→ Given request A:
Count the lines of the records that contain the string "shorts", treating uppercase and lowercase letters as distinct. Give only the number.

→ Document section:
------------------------

Probably ought to up these guys on grower feed from the start if I want to do this.

Any other thoughts as to options/recipes?
 
Well,

The kids and I just finished off the last bit of chicken-n-dumplings I made last night that consisted of 3 chickens: 2 reds of some type (layer type, not sure what they were!) that were about 3 months old and the white meat off of our very mean 1 year old RIR rooster.

The 1 year old roo was TOUGH. The breast was edible, the dark meat (in my opinion, even after boiling for hours, was not). The 3 month old roosters were great! Just as juicy and tender as you could ever want a chicken to be, but there wasn't much meat on them. Dressed out one was 2 lbs 4 oz, the other was 2 lbs 14 oz. I didn't raise those two, a friend did and gave them to me for helping butcher. They were free range on 10 acres, not sure if they were given grain/feed.

------------------------

→ Records:
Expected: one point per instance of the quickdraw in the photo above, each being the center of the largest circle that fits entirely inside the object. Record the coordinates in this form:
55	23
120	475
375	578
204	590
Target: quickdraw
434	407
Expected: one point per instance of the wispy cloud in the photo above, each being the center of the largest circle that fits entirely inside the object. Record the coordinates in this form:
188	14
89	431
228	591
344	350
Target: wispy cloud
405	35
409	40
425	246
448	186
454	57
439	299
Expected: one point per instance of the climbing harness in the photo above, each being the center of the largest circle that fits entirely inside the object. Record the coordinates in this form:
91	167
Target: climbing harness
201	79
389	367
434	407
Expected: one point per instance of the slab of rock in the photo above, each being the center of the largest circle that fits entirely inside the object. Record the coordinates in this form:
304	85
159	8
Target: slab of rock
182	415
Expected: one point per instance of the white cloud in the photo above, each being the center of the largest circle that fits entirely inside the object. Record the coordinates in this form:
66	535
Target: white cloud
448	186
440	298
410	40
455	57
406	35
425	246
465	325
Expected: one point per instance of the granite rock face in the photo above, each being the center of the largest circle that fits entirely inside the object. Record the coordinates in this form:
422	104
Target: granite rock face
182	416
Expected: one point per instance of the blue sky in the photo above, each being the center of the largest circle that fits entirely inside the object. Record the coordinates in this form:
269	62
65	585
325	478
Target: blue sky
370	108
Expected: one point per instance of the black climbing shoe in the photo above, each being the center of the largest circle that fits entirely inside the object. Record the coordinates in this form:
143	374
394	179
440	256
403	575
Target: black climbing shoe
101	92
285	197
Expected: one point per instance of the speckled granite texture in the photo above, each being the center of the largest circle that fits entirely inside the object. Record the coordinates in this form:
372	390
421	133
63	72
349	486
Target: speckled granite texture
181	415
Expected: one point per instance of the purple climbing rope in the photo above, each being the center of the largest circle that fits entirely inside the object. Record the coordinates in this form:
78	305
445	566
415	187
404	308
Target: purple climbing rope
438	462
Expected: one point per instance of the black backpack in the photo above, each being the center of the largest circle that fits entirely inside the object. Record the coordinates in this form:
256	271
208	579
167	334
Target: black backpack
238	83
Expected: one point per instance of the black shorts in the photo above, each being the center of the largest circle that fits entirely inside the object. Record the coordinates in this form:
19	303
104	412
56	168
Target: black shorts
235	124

------------------------

→ Given request B:
According to the post about cooking chickens, what were the dressed-out weights of the two 3-month-old roosters?

→ Written answer A:
2

→ Written answer B:
One weighed 2 lbs 4 oz and the other 2 lbs 14 oz.